# Before and After's



## jadin (Dec 1, 2004)

So you had a junk shot, but you are stubborn. And the result? Nothing less that spectacular. Show us how good you are at editing, reshooting, whatever it took you to get the results.

Each photo should have two shots, a before and an after. So we can see just how different they are. If you want to post how long you spent on it, that might be interesting as well.

Post away!


----------



## CrazyAva (Dec 1, 2004)

Ooh, yeah this will be interesting to see.  I had a few but have since deleted the before images and would have to dig them up again........do I feel like it?


----------



## Nytmair (Dec 1, 2004)

hmm, maybe i will.... i always do photoshop altering... and i save all the originals on my harddrive... i'll post a few later or tomorrow


----------



## magali (Dec 1, 2004)

something like that ?

BEFORE
AFTER

if you say you prefer the "before" photo, I will... I will... aaaahhh... cry


----------



## Trig (Dec 1, 2004)

I'm sorry to make you weep, but I actually prefer the first, but I still like the second one as well.

I like the yellows in the first.


----------



## jadin (Dec 1, 2004)

I do like the golden tones of the first. But the composition and cropping of the second is much better. Nice job.

### Brief
Answer these questions from the forum thread:
1. What two shots does jadin say each photo should have?
2. What does magali say she will do if someone prefers the "before" photo?
3. What does Trig say he likes in the first photo?
The recorded data that comes next is separate material and isn't part of the forum thread.

### Recorded data
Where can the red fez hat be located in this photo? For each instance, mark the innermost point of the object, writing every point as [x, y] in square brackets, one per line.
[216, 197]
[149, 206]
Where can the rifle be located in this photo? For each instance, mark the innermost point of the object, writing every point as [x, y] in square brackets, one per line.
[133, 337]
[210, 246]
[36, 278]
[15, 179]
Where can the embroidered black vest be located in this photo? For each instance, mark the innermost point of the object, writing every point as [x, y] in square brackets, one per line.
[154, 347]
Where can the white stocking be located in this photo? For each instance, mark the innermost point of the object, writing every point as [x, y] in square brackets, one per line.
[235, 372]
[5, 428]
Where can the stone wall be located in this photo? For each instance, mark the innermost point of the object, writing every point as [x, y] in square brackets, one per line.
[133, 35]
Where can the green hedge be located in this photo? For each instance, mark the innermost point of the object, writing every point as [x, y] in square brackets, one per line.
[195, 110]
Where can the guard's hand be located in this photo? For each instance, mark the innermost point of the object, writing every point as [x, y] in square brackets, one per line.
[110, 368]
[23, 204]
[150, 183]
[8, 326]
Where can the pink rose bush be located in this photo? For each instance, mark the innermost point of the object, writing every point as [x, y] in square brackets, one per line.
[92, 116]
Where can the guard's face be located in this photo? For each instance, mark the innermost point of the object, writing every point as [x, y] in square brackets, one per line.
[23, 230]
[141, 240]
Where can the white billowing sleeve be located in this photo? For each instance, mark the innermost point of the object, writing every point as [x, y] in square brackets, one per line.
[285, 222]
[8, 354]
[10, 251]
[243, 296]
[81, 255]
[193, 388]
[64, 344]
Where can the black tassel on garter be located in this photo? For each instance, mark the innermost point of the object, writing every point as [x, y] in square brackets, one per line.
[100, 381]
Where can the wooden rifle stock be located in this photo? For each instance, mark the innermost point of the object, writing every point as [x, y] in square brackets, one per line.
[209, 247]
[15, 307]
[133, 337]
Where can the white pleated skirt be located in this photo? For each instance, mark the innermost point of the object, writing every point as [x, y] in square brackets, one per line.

### Answer for this exercise
1. A before shot and an after shot.
2. Cry.
3. The yellows.